··· Material provided ···

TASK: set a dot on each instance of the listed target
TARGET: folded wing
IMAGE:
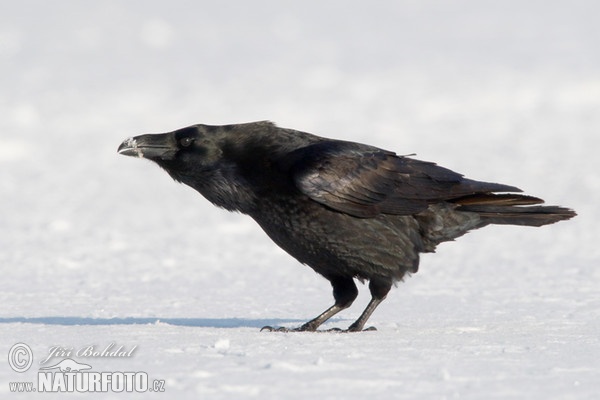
(365, 181)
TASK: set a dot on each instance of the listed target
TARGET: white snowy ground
(97, 248)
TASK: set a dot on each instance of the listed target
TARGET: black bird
(347, 210)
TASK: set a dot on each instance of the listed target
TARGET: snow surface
(97, 248)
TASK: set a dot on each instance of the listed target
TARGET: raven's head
(189, 150)
(207, 158)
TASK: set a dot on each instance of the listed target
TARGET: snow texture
(97, 248)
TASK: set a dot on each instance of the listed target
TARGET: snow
(97, 248)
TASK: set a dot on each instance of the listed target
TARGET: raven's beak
(159, 146)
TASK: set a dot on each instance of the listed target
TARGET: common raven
(345, 209)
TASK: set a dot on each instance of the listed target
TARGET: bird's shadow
(191, 322)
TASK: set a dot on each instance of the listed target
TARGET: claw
(303, 329)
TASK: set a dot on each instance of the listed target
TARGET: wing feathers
(364, 181)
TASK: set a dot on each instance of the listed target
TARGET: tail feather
(508, 209)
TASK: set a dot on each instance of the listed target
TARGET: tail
(512, 209)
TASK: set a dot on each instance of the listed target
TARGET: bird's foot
(304, 329)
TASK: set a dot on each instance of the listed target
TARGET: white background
(97, 248)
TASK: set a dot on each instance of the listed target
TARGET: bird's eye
(186, 142)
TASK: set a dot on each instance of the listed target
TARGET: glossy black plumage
(345, 209)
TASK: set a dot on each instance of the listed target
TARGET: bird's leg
(379, 289)
(344, 293)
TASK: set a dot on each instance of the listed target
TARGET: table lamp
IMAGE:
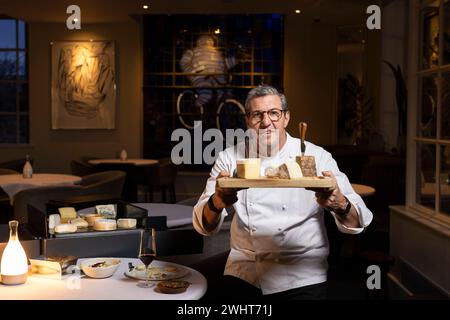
(14, 264)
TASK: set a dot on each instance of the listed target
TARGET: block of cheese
(290, 170)
(53, 220)
(91, 218)
(79, 223)
(128, 223)
(65, 228)
(248, 168)
(105, 224)
(67, 213)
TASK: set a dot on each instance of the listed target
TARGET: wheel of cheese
(128, 223)
(65, 228)
(91, 218)
(105, 224)
(290, 170)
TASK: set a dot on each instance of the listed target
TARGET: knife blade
(302, 128)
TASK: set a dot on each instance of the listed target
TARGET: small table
(136, 162)
(117, 287)
(363, 190)
(14, 183)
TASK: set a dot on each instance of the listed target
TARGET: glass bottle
(14, 264)
(27, 171)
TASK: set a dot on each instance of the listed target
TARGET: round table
(14, 183)
(363, 190)
(117, 287)
(136, 162)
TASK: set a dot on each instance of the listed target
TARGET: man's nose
(266, 120)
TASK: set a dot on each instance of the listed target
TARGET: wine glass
(147, 253)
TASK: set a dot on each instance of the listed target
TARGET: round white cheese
(105, 224)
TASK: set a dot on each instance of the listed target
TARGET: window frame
(414, 97)
(17, 81)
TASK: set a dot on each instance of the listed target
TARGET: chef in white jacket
(279, 244)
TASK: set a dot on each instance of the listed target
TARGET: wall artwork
(83, 85)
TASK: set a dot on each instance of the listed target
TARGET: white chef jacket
(278, 237)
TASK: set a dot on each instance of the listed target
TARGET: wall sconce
(14, 264)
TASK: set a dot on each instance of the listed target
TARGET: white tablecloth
(13, 183)
(117, 287)
(136, 162)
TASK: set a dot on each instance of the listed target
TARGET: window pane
(430, 36)
(7, 65)
(426, 175)
(22, 35)
(445, 116)
(7, 33)
(23, 97)
(23, 129)
(22, 66)
(8, 129)
(8, 97)
(444, 179)
(446, 32)
(427, 107)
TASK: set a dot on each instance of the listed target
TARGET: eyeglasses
(258, 116)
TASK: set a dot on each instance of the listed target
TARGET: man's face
(268, 120)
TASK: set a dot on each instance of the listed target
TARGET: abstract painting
(83, 85)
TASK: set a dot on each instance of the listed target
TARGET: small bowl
(100, 267)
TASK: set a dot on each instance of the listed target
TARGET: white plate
(158, 271)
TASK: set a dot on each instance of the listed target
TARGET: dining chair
(160, 178)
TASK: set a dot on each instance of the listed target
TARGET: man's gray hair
(265, 90)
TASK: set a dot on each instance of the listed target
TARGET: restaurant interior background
(377, 99)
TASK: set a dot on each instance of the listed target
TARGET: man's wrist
(345, 210)
(212, 206)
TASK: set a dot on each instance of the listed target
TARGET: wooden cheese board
(263, 182)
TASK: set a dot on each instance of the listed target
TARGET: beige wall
(53, 149)
(309, 78)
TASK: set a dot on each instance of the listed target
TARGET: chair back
(106, 182)
(38, 198)
(81, 168)
(16, 164)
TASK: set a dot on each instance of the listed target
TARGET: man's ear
(287, 116)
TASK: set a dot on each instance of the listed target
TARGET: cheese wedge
(127, 223)
(79, 223)
(67, 213)
(290, 170)
(248, 168)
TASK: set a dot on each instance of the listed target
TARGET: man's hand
(332, 200)
(224, 197)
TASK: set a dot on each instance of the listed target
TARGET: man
(279, 245)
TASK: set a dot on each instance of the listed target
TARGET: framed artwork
(83, 85)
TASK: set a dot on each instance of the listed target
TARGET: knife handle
(302, 127)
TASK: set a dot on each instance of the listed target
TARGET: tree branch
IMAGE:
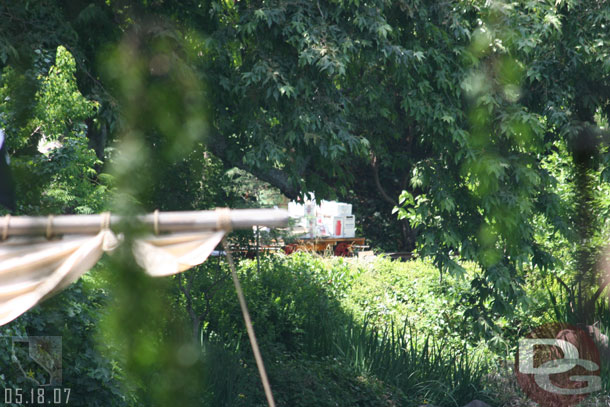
(382, 191)
(278, 178)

···

§ What is needed
Quote every entry exactly, with the pictures omitted.

§ Answer to this task
TASK: set a dot on each instance of the listed target
TARGET: folded wing
IMAGE:
(365, 181)
TASK: set a dot on each instance of the listed target
TARGET: white snowy ground
(97, 248)
TASK: set a dot on each instance of the listed target
TARGET: black bird
(347, 210)
TASK: set a dot on each instance of the listed target
TARGET: snow surface
(97, 248)
TASK: set a dot on each instance of the listed target
TARGET: raven's head
(189, 150)
(207, 158)
TASK: set a dot on each instance of the listed target
TARGET: snow texture
(97, 248)
TASK: set a dot on each instance of the listed target
TARGET: snow
(97, 248)
TASK: set a dot on each instance of the listed target
TARGET: raven's beak
(159, 146)
TASK: set a dot on each instance of the listed target
TARGET: common raven
(345, 209)
TASK: set a dot on each instance of the listed target
TARGET: bird's shadow
(191, 322)
TASK: set a dot on each instance of the listed target
TARGET: claw
(303, 329)
TASK: set a dot on each instance of the listed target
TARGET: wing feathers
(364, 181)
TASK: set a dot on each instance of the listed target
TARGET: tail feather
(508, 209)
TASK: set a dot on each instance of the listed target
TARGET: tail
(512, 209)
TASK: set a dot on each instance of the listed target
TARGET: bird's foot
(304, 329)
TASK: set a dot on each instance of the listed target
TARGET: white background
(97, 248)
TASK: set a dot on each instance of the listed target
TARGET: bird's eye
(186, 142)
TASK: set a dot on each instance of the listed target
TARGET: glossy black plumage
(345, 209)
TASK: set a dot on each instance of the listed target
TARGET: bird's leg
(379, 289)
(344, 293)
TASK: set a dot on each instance of the listed target
TARGET: table lamp
IMAGE:
(14, 264)
TASK: set a dot on each instance of the listed target
TARGET: block of cheese
(290, 170)
(53, 220)
(91, 218)
(79, 223)
(128, 223)
(65, 228)
(248, 168)
(105, 224)
(67, 213)
TASK: set a dot on each instance of the listed target
TARGET: wheel of cheese
(128, 223)
(65, 228)
(91, 218)
(105, 224)
(290, 170)
TASK: set a dot on each instance of the listed target
TARGET: knife blade
(302, 128)
TASK: set a dot on each instance of the listed target
TARGET: small table
(136, 162)
(117, 287)
(363, 190)
(14, 183)
TASK: set a dot on each instance of the listed target
TARGET: glass bottle
(14, 264)
(27, 171)
TASK: set a dot on each instance of the listed target
TARGET: round table
(14, 183)
(363, 190)
(117, 287)
(136, 162)
TASK: set a dot on each instance of the listed target
TARGET: man's nose
(266, 120)
TASK: set a dot on each instance of the listed target
TARGET: wine glass
(147, 253)
TASK: set a dot on each instance of the listed target
TARGET: round white cheese
(105, 224)
TASK: set a dot on each instance of the listed target
TARGET: window frame
(414, 97)
(17, 81)
TASK: set a dot on each instance of the listed target
TARGET: chef in white jacket
(279, 244)
TASK: set a dot on each instance of the listed target
TARGET: wall artwork
(83, 85)
TASK: set a dot on each instance of the listed target
TARGET: white chef jacket
(278, 237)
TASK: set a dot on each instance of the listed target
TARGET: wall sconce
(14, 264)
TASK: set a dot on each instance of the listed target
TARGET: white tablecloth
(13, 183)
(117, 287)
(136, 162)
TASK: set a dot on each instance of the listed target
TARGET: window pane
(430, 36)
(7, 65)
(426, 175)
(22, 35)
(445, 116)
(7, 33)
(23, 97)
(23, 129)
(22, 66)
(8, 129)
(8, 97)
(444, 179)
(446, 32)
(427, 107)
TASK: set a dot on each instance of the listed target
TARGET: eyeglasses
(258, 116)
TASK: set a dot on each instance of the listed target
TARGET: man's face
(268, 120)
TASK: set a dot on each instance of the listed target
TARGET: abstract painting
(83, 85)
TASK: set a dot on each instance of the listed target
TARGET: small bowl
(100, 267)
TASK: set a dot on each instance of the listed target
TARGET: white plate
(158, 271)
TASK: set a dot on each instance of the listed target
TARGET: dining chair
(160, 178)
TASK: set a dot on each instance of the listed target
TARGET: man's gray hair
(265, 90)
TASK: set a dot on each instance of the listed target
TARGET: restaurant interior background
(377, 99)
TASK: set a dot on each instance of the listed target
TARGET: man's wrist
(345, 210)
(212, 206)
TASK: set a dot on each instance of the listed target
TARGET: wooden cheese board
(263, 182)
TASK: set a dot on each instance of the listed target
TARGET: beige wall
(53, 149)
(309, 78)
TASK: set a dot on each instance of the listed target
TARGET: chair back
(106, 182)
(38, 198)
(81, 168)
(16, 164)
TASK: set a dot on each instance of the listed target
TARGET: man's ear
(287, 116)
TASK: set a dot on each instance of the listed target
TARGET: cheese wedge
(127, 223)
(79, 223)
(67, 213)
(290, 170)
(248, 168)
TASK: set a dot on each instance of the listed target
TARGET: man's hand
(332, 200)
(224, 197)
TASK: set a dot on each instance of the listed target
TARGET: man
(279, 245)
TASK: set a dot on each instance of the listed target
TARGET: framed artwork
(83, 85)
TASK: set a dot on each instance of the listed target
TARGET: knife handle
(302, 127)
TASK: set a dot on each instance of the listed target
TARGET: tree branch
IMAGE:
(382, 191)
(278, 178)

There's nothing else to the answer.